-- Do this --
In everything from the line containing "target: duck illustration" down to the line containing "rule: each instance of the duck", swap "duck" for "swan" and write out only those lines, leaving the rest of them unchanged.

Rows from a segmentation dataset
···
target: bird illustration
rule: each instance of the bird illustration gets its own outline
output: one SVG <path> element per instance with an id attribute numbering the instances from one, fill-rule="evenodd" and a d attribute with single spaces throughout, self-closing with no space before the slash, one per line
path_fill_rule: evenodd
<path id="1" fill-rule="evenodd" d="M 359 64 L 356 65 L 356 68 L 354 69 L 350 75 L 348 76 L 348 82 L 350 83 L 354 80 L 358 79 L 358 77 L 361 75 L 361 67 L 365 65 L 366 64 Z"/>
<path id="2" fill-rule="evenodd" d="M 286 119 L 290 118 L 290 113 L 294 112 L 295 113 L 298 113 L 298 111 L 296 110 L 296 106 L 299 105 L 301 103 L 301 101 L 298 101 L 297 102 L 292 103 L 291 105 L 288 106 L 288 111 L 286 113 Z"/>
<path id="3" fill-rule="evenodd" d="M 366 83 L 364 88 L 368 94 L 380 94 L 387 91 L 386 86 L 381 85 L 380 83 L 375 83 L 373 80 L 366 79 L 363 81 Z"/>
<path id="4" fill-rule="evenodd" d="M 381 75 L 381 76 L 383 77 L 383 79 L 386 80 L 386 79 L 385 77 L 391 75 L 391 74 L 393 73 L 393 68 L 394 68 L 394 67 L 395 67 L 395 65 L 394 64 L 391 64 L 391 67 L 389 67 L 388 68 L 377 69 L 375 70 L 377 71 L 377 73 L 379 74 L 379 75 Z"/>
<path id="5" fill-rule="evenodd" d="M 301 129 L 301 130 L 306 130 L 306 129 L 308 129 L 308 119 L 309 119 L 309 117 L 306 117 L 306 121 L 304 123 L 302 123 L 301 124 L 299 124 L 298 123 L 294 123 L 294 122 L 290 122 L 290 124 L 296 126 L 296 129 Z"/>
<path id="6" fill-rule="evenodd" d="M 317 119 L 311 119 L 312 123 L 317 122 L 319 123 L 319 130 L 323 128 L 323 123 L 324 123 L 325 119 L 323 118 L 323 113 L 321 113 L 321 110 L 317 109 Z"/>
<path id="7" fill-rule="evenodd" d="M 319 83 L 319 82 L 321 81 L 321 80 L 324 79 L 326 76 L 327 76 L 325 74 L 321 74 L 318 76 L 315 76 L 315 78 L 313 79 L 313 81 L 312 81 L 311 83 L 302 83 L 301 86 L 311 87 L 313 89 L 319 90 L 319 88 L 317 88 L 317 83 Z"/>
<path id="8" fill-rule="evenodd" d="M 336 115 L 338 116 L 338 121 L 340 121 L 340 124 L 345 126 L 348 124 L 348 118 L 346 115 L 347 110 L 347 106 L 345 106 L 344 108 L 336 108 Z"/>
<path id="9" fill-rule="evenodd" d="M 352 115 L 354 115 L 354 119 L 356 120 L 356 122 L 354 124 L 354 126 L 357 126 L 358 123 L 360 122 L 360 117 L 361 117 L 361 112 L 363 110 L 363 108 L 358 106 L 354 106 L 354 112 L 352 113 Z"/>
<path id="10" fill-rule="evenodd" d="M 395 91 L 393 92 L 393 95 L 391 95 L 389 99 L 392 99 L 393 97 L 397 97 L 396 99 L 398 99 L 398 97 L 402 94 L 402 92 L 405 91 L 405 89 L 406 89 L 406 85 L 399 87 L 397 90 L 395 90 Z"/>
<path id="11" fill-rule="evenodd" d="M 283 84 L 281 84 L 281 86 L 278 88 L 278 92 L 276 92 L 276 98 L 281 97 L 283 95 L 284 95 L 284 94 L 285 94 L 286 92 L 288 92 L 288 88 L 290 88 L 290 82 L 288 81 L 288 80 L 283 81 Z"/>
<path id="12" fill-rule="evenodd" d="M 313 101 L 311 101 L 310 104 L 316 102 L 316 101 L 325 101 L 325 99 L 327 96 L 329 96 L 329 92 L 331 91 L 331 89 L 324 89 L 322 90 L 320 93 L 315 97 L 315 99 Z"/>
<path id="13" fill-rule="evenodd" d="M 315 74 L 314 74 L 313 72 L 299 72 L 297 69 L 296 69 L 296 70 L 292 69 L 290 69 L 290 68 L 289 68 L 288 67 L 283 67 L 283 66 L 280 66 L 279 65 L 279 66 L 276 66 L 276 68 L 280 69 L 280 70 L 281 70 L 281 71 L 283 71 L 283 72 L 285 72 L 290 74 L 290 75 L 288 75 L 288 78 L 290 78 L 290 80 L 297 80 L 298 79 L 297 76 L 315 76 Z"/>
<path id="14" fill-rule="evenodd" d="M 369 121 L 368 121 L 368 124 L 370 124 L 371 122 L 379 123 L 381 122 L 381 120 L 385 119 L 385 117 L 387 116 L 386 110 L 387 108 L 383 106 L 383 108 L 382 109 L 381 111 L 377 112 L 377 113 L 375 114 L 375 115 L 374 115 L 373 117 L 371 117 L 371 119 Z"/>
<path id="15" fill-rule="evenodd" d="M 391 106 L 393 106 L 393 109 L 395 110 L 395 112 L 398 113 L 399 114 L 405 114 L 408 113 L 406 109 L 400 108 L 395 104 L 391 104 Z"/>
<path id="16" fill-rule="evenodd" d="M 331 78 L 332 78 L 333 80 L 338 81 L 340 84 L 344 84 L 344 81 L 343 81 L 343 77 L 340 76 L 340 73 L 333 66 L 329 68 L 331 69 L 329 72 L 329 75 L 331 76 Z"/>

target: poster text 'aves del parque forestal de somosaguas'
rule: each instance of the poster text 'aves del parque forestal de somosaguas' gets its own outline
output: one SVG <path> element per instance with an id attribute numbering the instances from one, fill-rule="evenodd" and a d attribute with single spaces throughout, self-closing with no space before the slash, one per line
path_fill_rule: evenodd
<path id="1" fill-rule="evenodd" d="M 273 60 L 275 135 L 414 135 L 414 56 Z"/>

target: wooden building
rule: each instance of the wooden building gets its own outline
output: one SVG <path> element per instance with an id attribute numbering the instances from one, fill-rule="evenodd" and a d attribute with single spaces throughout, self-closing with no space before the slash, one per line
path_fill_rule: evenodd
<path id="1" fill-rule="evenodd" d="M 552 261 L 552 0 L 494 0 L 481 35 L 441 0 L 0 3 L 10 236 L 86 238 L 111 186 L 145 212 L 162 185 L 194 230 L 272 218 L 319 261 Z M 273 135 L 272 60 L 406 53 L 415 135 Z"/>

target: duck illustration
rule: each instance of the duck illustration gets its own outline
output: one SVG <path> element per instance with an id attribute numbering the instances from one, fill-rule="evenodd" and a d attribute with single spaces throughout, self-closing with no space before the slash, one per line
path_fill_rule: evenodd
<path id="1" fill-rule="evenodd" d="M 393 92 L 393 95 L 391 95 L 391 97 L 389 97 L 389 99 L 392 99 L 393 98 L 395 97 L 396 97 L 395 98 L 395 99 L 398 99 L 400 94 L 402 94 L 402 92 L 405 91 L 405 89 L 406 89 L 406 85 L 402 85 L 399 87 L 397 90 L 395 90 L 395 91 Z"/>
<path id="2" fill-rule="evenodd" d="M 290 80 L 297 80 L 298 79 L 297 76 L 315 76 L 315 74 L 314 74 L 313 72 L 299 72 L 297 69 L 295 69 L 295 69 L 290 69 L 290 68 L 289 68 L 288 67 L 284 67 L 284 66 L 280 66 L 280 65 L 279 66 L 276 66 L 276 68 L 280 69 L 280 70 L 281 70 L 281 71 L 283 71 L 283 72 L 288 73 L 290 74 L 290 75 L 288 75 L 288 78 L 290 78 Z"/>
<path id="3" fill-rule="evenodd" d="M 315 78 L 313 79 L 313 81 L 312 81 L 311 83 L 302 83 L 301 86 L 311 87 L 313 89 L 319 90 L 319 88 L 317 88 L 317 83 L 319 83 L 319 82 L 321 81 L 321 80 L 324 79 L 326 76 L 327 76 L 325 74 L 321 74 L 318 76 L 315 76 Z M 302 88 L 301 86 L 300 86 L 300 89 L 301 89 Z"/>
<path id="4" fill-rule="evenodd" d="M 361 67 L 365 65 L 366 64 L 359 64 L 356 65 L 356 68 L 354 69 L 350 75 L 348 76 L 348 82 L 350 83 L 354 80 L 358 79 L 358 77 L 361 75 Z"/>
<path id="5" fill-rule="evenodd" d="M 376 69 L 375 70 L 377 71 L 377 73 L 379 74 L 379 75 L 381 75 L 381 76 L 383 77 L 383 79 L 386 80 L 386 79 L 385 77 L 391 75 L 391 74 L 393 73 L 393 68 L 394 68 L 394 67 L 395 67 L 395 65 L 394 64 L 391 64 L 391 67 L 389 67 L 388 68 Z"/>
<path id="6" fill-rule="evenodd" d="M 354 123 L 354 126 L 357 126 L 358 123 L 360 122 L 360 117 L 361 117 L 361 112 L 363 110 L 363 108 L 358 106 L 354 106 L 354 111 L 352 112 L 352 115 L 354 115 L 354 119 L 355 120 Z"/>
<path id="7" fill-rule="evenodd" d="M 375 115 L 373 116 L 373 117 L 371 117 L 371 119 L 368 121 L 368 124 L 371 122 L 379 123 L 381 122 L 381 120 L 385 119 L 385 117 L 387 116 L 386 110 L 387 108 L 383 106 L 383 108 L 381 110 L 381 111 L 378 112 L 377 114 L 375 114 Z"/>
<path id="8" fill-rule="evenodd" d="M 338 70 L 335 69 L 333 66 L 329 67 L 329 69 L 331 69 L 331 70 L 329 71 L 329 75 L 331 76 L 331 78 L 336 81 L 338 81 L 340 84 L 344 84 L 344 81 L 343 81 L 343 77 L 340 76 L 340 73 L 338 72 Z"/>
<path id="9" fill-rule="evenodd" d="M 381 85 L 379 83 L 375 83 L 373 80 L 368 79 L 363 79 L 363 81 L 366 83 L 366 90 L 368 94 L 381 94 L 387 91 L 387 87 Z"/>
···
-- Answer to this task --
target: swan illustration
rule: each instance of the swan illustration gets its own outline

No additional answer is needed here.